▶ _EXCERPTED TEXT_
----
## Download files using EarthPy
You can use the function **data.get_data()** from the earthpy package to download data from online sources.

In [1]:
import os
from glob import glob

import earthpy as et

In [2]:
file_url = "https://ndownloader.figshare.com/files/21894528"
et.data.get_data (url = file_url)

Downloading from https://ndownloader.figshare.com/files/21894528
Extracted output to C:\Users\user\earth-analytics\data\earthpy-downloads\avg-monthly-temp-fahr


'C:\\Users\\user\\earth-analytics\\data\\earthpy-downloads\\avg-monthly-temp-fahr'

By default, **et.data.get_data()** will download files to earth-analytics/data/earthpy-downloads under your home directory, and it will create the necessary directories if they do not already exist.
----
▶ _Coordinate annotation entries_
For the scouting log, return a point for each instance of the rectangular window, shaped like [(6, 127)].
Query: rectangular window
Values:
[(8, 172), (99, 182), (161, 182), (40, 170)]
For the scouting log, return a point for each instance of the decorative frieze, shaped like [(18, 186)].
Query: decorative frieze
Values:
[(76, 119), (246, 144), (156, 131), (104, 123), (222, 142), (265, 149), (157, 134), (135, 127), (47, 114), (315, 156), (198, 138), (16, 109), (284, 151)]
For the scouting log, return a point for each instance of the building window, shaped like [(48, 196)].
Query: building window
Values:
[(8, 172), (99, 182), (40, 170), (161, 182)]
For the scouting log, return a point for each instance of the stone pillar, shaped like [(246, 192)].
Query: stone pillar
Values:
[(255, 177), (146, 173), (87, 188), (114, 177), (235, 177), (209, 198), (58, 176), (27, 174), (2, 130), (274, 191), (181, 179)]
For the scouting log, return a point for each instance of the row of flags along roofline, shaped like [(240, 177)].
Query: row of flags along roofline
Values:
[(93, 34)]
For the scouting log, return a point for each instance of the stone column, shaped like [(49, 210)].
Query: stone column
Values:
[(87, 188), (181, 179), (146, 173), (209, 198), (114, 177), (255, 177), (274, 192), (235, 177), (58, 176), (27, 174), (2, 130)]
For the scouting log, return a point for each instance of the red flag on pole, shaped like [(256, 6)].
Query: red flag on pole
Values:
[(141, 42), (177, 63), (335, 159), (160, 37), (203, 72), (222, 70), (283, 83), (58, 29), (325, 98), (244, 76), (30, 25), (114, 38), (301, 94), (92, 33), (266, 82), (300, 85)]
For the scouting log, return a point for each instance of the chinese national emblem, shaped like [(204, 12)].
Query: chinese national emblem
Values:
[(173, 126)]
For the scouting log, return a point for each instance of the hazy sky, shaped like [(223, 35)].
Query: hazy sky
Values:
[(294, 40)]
----
▶ _WHAT IS ASKED_
Reproduce the full EarthPy download text from above verbatim, keeping every line, code statement, and output path unchanged.

▶ _SOLUTION FOR THIS TASK_
## Download files using EarthPy
You can use the function **data.get_data()** from the earthpy package to download data from online sources.

In [1]:
import os
from glob import glob

import earthpy as et

In [2]:
file_url = "https://ndownloader.figshare.com/files/21894528"
et.data.get_data (url = file_url)

Downloading from https://ndownloader.figshare.com/files/21894528
Extracted output to C:\Users\user\earth-analytics\data\earthpy-downloads\avg-monthly-temp-fahr


'C:\\Users\\user\\earth-analytics\\data\\earthpy-downloads\\avg-monthly-temp-fahr'

By default, **et.data.get_data()** will download files to earth-analytics/data/earthpy-downloads under your home directory, and it will create the necessary directories if they do not already exist.